***** Dataset records *****

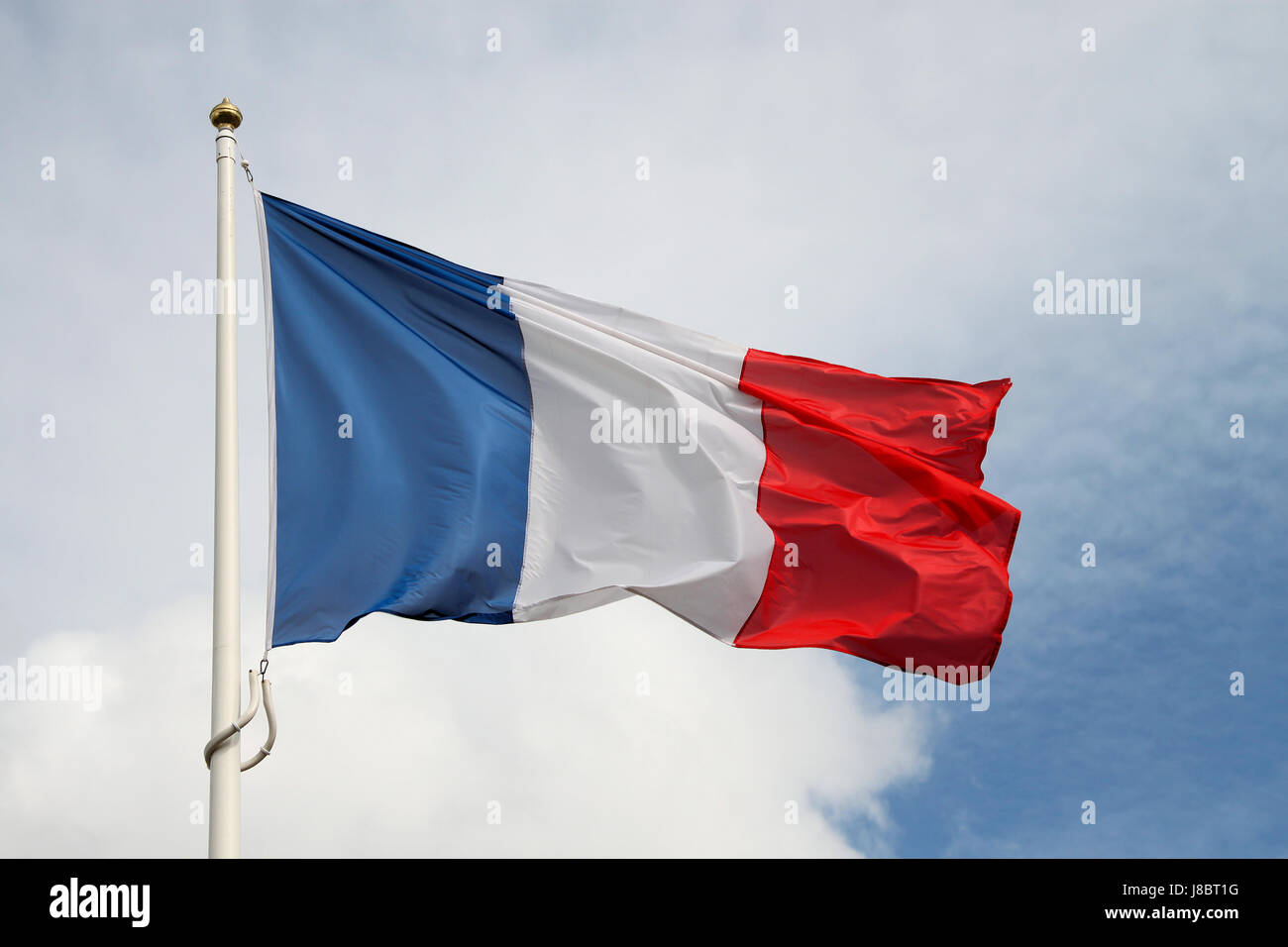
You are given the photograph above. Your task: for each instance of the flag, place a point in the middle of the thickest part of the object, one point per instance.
(450, 444)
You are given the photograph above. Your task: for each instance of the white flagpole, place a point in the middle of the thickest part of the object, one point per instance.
(226, 660)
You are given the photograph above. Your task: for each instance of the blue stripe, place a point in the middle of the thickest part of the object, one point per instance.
(403, 515)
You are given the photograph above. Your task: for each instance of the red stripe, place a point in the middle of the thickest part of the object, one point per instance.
(900, 554)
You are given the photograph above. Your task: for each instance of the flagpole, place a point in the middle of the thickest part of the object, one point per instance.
(226, 652)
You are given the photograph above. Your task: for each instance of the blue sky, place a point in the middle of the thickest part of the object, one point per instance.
(769, 169)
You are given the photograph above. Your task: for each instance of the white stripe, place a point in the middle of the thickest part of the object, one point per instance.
(271, 419)
(675, 519)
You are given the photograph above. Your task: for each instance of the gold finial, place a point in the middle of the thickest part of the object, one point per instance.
(226, 114)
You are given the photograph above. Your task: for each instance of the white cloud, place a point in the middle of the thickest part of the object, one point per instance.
(442, 720)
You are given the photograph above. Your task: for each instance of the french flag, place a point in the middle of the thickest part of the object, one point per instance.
(451, 444)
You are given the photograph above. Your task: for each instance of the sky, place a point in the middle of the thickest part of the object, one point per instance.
(913, 170)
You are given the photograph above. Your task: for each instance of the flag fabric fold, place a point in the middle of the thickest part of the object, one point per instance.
(451, 444)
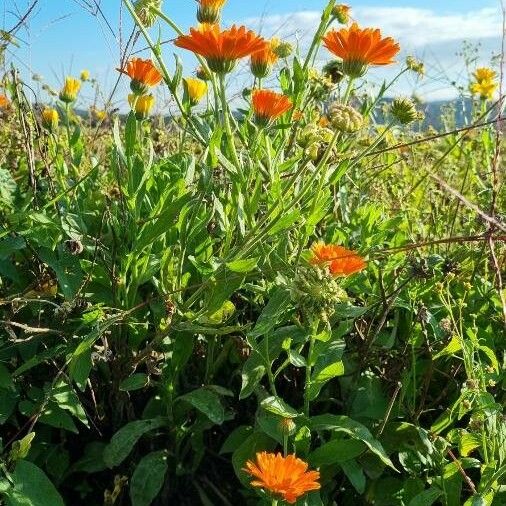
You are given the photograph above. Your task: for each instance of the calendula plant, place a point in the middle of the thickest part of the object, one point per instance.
(291, 297)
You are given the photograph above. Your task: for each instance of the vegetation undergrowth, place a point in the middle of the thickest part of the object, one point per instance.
(295, 298)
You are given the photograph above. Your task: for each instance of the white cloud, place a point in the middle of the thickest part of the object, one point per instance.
(432, 36)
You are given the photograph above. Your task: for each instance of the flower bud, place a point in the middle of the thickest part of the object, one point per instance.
(287, 426)
(141, 105)
(404, 111)
(344, 118)
(195, 89)
(415, 65)
(71, 87)
(50, 119)
(283, 50)
(209, 11)
(334, 71)
(341, 12)
(144, 11)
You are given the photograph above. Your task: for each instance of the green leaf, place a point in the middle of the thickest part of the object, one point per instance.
(125, 439)
(207, 402)
(328, 365)
(278, 407)
(6, 381)
(355, 474)
(426, 498)
(148, 478)
(451, 348)
(255, 443)
(157, 227)
(21, 448)
(67, 399)
(336, 451)
(243, 266)
(31, 487)
(272, 313)
(235, 439)
(134, 382)
(341, 423)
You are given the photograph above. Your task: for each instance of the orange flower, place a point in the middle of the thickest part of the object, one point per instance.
(269, 105)
(4, 102)
(285, 476)
(143, 74)
(341, 261)
(262, 61)
(209, 10)
(221, 49)
(360, 47)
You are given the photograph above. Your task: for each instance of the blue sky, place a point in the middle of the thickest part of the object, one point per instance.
(64, 37)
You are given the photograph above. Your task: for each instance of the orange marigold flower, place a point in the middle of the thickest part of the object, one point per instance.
(263, 60)
(360, 47)
(284, 476)
(4, 102)
(209, 10)
(269, 105)
(341, 261)
(221, 49)
(143, 74)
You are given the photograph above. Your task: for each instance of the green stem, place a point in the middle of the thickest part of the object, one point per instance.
(309, 367)
(226, 119)
(201, 60)
(163, 68)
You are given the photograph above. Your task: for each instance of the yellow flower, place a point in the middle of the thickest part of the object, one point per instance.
(4, 102)
(50, 118)
(485, 89)
(141, 105)
(195, 89)
(484, 74)
(70, 90)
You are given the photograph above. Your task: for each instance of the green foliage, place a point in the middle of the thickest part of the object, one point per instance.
(163, 317)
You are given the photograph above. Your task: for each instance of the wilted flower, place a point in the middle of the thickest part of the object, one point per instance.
(50, 118)
(70, 90)
(342, 13)
(143, 75)
(195, 89)
(284, 477)
(283, 50)
(341, 261)
(221, 49)
(141, 105)
(144, 11)
(404, 111)
(287, 426)
(485, 89)
(360, 47)
(209, 11)
(484, 74)
(415, 65)
(269, 105)
(98, 114)
(334, 71)
(345, 118)
(4, 102)
(262, 61)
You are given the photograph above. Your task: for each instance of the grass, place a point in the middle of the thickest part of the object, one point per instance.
(163, 319)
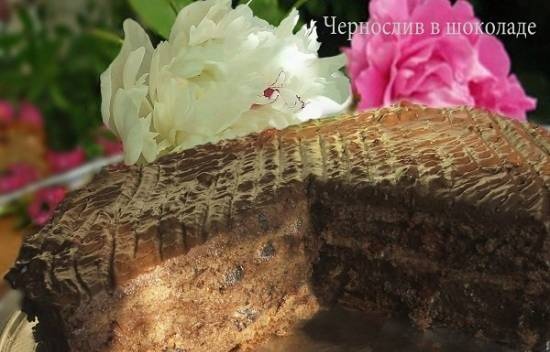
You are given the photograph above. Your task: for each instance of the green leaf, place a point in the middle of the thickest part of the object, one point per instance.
(180, 4)
(158, 15)
(269, 10)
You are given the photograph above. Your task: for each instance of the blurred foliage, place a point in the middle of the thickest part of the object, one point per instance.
(57, 68)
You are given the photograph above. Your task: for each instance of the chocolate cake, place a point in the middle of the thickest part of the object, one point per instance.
(439, 215)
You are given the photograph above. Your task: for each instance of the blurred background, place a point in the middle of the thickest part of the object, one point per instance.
(53, 51)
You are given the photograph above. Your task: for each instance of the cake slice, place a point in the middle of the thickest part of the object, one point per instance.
(439, 215)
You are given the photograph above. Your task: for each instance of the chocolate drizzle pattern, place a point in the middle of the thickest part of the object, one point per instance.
(130, 219)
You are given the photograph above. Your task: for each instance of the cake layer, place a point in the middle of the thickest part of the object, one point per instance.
(463, 189)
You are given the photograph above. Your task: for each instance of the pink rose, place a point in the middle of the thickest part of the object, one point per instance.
(44, 203)
(16, 176)
(6, 112)
(429, 68)
(64, 161)
(30, 115)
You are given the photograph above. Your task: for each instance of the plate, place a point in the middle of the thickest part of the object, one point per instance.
(334, 330)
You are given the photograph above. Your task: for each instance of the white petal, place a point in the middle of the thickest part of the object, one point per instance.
(106, 91)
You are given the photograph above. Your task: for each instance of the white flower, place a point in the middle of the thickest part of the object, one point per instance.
(223, 73)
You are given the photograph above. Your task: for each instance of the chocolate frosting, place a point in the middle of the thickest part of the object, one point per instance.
(130, 219)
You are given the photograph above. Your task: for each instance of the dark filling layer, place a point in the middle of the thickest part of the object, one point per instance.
(460, 272)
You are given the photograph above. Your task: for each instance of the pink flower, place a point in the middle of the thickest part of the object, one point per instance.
(64, 161)
(437, 69)
(6, 112)
(30, 115)
(110, 146)
(16, 176)
(44, 203)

*****

## What you are asked to do
Repeat every record precisely. Any picture among them stays out of the copy.

## Answer section
You are given the photograph above. Your task: for each instance of the flag, place a point in the middle of the thickest part of the object, one point per instance.
(450, 444)
You are given the photograph above. Your task: for each instance of the white flagpole, place a point in the middle of the thickest part of the object, one point per instance.
(226, 660)
You are given the photograph above. Your task: for each instance of the blue stripe, place a point in the middle of the thickest part of the object, one point per instance.
(403, 515)
You are given the photograph above. Your task: for each instance of the red stripe, place a point in the middle of the thickest part of the object, one point per instance.
(900, 554)
You are given the photograph above. Your task: for each instance of the flagpole, place a point in the middle of the thickest part of the object, one point per instance.
(226, 652)
You are given the photograph above. Your task: for each instance of the blue sky, place a point in the middle of the thickest part of the object, one point per instance.
(769, 169)
You are given the photograph above. Your task: for each instance of the white stripe, place a point in the middle of the thickest part of the object, one point per instance.
(271, 419)
(675, 519)
You are given the photograph above. Your task: for each instance of the gold finial, place a point in the middle of the thickest part of the object, one point per instance.
(226, 114)
You are given the photograph above. Your task: for each instance of the white cloud, place a point in the middle of the thickest part of the object, one point per instance.
(442, 720)
You are given the photograph above. Your task: for each instance of the french flag, place a point in the middle of the thickest part of the object, one point per instance.
(451, 444)
You are given the photograph above. Your task: for each instance of the sky, place a point in the middle of the thickest part of the object, one point per instance.
(913, 170)
You are given the photograph above. Your task: for each instance of the flag fabric fold, place a point in the middle of the thickest part of the object, one point per instance.
(451, 444)
You are given the photograph above. Your task: for each instance of the calendula plant, place a point in the middle of the thickest part of the object, one point per instance.
(291, 297)
You are given the photograph above. Your task: for each instance of the vegetation undergrowth, place a point in the middle of the thickest part of the object, one point per instance.
(295, 298)
You are given the photograph above. Your task: for each instance of the white cloud, place a point in the middle of the thickest part of the object, one point per instance.
(432, 36)
You are given the photograph above. Your task: for each instance of the flower bud, place a point in the middle of the thickest part of the object, one point per instance.
(287, 426)
(141, 105)
(404, 111)
(344, 118)
(195, 89)
(415, 65)
(71, 87)
(50, 119)
(283, 50)
(209, 11)
(334, 71)
(341, 12)
(144, 11)
You are given the photograph above. Your task: for each instance of the green leaf, place a point in the middle of the thickest part of the object, one point per instance.
(125, 439)
(207, 402)
(328, 365)
(278, 407)
(6, 381)
(355, 474)
(426, 498)
(148, 478)
(451, 348)
(255, 443)
(157, 227)
(21, 448)
(67, 399)
(336, 451)
(243, 266)
(31, 487)
(272, 313)
(235, 439)
(134, 382)
(341, 423)
You are given the photograph above. Your task: for each instance of the orange flower, place a point in the middle of the thickest part of the object, one point per instance.
(269, 105)
(4, 102)
(285, 476)
(143, 74)
(341, 261)
(262, 61)
(209, 10)
(221, 49)
(360, 47)
You are given the photograph above. Your task: for each instance of the blue sky, place a point in the middle of the thickest part of the object, one point per instance.
(64, 37)
You are given the photograph above. Your task: for each instance of the orange marigold flower, place a point in the middle of the thickest part of the object, one point per instance.
(263, 60)
(360, 47)
(284, 476)
(4, 102)
(209, 10)
(269, 105)
(341, 261)
(221, 49)
(143, 74)
You are given the photograph above. Your task: for each instance of the green stem, place a point in the middle of the thickest part of the object, one point per instance.
(309, 367)
(226, 119)
(201, 60)
(163, 68)
You are given the photograph above. Your task: for each instance of the yellow flower, place a point in the middle of the thickest part of the object, one point per instance.
(4, 102)
(50, 118)
(485, 89)
(141, 105)
(195, 89)
(484, 74)
(70, 90)
You are given the photograph above. Your task: for each instance of the green foliage, place a point in the middle of the thickest part of the object, one point per instance.
(163, 317)
You are given the photograph above. Your task: for each instance of the wilted flower, place a point in the middle of the thickest part of the object, one point per instance.
(50, 118)
(70, 90)
(342, 13)
(143, 75)
(195, 89)
(284, 477)
(283, 50)
(341, 261)
(221, 49)
(141, 105)
(144, 11)
(404, 111)
(287, 426)
(485, 89)
(360, 47)
(209, 11)
(484, 74)
(415, 65)
(269, 105)
(98, 114)
(334, 71)
(345, 118)
(4, 102)
(262, 61)
You are given the photograph above. Your task: for each instance of the grass, place a point in the middle of the thickest part of the object, one point per instance.
(163, 319)
You are given the photograph above. Your task: for each instance of the green leaf, place a point in the middle of the thickest part of the object, one point per instance.
(180, 4)
(158, 15)
(269, 10)
You are given the photograph above. Your task: for each instance of the blurred foliage, place a point in the middle of the thickest part of the object, one point per instance.
(57, 68)
You are given the photograph above. Your task: for each instance of the chocolate cake, place a point in the middle of the thickest part of the object, one point per instance.
(439, 215)
You are given the photograph above. Your task: for each instance of the blurred background, place a point in the middle of the thickest part of the object, one point per instance.
(53, 51)
You are given the photograph above. Your task: for each instance of the cake slice, place a point in the middle of the thickest part of the object, one point per instance.
(439, 215)
You are given the photograph above. Your task: for each instance of the chocolate drizzle pattern, place a point in the middle of the thickest part of the object, one point per instance.
(130, 219)
You are given the photograph above. Your task: for each instance of the cake layer, place a point in the middle of the thickest part of the object, one point per instance.
(463, 189)
You are given the photograph above. Your task: for each instance of the pink rose, place a point in the middle of the thickest part of the object, one point per instance.
(44, 203)
(16, 176)
(6, 112)
(429, 68)
(64, 161)
(30, 115)
You are given the photograph above. Your task: for each instance of the plate, place a point in the middle of the thickest part of the object, one point per instance.
(334, 330)
You are given the photograph above. Your task: for each instance of the white petal, place a point in the middle of the thickest part of the object, one point per instance.
(106, 91)
You are given the photograph above. Your task: for each instance of the white flower, place a point in the middle of the thickest part of the object, one point per instance.
(223, 73)
You are given the photograph above. Your task: for each instance of the chocolate frosting, place a point in the middle of the thickest part of the object, one point per instance.
(130, 219)
You are given the photograph above. Your task: for each instance of the dark filling layer, place a point in the middle of the thickest part of the object, one point per instance.
(460, 272)
You are given the photograph above. Your task: for each instance of the pink flower, place a point in the middle of the thickest part of the object, one point per instance.
(64, 161)
(437, 69)
(6, 112)
(30, 115)
(110, 146)
(16, 176)
(44, 203)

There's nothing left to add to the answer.